(Object position labeling entries)
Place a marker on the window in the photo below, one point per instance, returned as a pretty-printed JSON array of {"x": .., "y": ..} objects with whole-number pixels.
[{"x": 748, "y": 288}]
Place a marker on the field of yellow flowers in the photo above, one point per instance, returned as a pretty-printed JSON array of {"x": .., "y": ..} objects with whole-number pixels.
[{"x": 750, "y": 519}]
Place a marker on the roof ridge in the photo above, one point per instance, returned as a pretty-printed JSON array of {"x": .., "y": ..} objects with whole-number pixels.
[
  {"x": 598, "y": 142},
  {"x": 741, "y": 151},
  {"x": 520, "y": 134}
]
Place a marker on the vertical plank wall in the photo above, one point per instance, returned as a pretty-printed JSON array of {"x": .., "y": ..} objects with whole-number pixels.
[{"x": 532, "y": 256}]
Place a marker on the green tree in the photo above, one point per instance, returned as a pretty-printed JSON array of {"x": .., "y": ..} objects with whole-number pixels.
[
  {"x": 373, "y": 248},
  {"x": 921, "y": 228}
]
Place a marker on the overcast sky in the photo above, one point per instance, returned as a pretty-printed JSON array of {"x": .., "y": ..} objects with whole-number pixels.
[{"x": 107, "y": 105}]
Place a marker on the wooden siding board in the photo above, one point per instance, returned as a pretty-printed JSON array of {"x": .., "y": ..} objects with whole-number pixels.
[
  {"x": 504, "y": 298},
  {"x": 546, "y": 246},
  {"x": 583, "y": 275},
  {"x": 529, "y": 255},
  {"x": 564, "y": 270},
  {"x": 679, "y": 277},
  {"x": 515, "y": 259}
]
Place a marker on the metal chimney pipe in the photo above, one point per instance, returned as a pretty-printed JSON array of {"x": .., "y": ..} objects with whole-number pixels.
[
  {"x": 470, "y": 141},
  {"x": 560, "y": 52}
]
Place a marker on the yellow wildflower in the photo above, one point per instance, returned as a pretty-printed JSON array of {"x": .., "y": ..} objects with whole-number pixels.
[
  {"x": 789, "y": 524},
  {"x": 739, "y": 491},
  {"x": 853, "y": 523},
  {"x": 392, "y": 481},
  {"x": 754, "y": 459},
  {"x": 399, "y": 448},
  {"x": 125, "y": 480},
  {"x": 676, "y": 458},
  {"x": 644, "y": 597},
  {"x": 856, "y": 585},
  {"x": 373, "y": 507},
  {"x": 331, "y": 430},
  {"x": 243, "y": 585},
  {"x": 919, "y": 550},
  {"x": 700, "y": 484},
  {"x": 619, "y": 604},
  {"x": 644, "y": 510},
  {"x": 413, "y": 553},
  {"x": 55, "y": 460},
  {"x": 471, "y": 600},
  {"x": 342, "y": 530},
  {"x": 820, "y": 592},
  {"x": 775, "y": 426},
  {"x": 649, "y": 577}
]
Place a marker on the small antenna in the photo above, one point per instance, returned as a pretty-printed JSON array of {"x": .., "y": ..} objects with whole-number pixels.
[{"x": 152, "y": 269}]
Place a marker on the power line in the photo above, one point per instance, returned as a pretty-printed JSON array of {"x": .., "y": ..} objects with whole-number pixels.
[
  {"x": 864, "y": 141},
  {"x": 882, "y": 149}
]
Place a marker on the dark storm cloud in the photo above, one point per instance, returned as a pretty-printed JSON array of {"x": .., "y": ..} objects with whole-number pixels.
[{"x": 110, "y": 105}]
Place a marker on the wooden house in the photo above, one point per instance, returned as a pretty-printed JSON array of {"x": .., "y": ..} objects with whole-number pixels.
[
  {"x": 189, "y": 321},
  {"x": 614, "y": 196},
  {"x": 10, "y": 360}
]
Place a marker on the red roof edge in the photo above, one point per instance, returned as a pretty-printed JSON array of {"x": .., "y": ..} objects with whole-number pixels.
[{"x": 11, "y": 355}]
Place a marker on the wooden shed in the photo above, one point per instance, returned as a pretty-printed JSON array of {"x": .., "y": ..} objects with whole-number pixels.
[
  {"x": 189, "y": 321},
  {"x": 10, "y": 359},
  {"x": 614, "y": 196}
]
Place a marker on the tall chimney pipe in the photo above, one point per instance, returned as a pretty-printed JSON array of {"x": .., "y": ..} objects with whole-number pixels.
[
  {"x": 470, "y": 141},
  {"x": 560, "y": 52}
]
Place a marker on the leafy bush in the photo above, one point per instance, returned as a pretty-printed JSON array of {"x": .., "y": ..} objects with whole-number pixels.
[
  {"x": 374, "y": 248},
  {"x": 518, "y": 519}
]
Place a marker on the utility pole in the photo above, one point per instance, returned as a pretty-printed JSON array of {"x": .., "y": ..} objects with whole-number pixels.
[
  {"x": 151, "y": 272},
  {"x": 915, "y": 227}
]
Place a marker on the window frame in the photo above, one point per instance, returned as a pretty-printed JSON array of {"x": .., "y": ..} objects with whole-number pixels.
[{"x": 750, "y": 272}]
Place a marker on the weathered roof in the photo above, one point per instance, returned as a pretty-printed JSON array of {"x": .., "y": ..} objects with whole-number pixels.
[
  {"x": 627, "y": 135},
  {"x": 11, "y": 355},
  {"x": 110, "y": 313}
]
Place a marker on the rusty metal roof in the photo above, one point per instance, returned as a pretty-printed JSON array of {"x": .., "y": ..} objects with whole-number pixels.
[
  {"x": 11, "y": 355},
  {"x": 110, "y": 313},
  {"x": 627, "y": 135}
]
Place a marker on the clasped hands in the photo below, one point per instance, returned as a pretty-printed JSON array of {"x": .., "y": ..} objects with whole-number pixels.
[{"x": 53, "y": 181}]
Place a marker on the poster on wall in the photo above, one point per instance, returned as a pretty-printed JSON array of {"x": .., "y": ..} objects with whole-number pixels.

What is required » Repeat exactly, and only, the lines of the records above, starting with the line that contains "Place a marker on the utility" and ending with the final line, both included.

Solved exercise »
Place a marker on the utility pole in the photo above, one point per instance, returned as a pretty-printed JSON array of {"x": .., "y": ..} objects with whole-number pixels.
[
  {"x": 151, "y": 272},
  {"x": 915, "y": 227}
]
Place a marker on the window frame in the photo above, one point per instance, returned as a pretty-printed JSON array of {"x": .., "y": ..} objects with whole-number pixels.
[{"x": 750, "y": 272}]
Place a marker on the weathered roof in the photo above, one point per instance, returned as a pretty-printed JSON array of {"x": .., "y": ..} objects with whole-number pixels.
[
  {"x": 627, "y": 135},
  {"x": 11, "y": 355},
  {"x": 110, "y": 313}
]
Place a marker on the rusty metal roof in the photo above, one point per instance, returned as a pretty-printed JSON array of {"x": .., "y": ..} objects with whole-number pixels.
[
  {"x": 11, "y": 355},
  {"x": 110, "y": 313},
  {"x": 627, "y": 135}
]
Place a marker on the clasped hands in the photo below, one point per instance, returned as a pretty-printed JSON array of {"x": .., "y": ..} objects with whole-number pixels.
[{"x": 53, "y": 181}]
Place a marker on the poster on wall in the photo above, one point per instance, returned as a pretty-printed JSON array of {"x": .., "y": ..} objects with whole-number pixels.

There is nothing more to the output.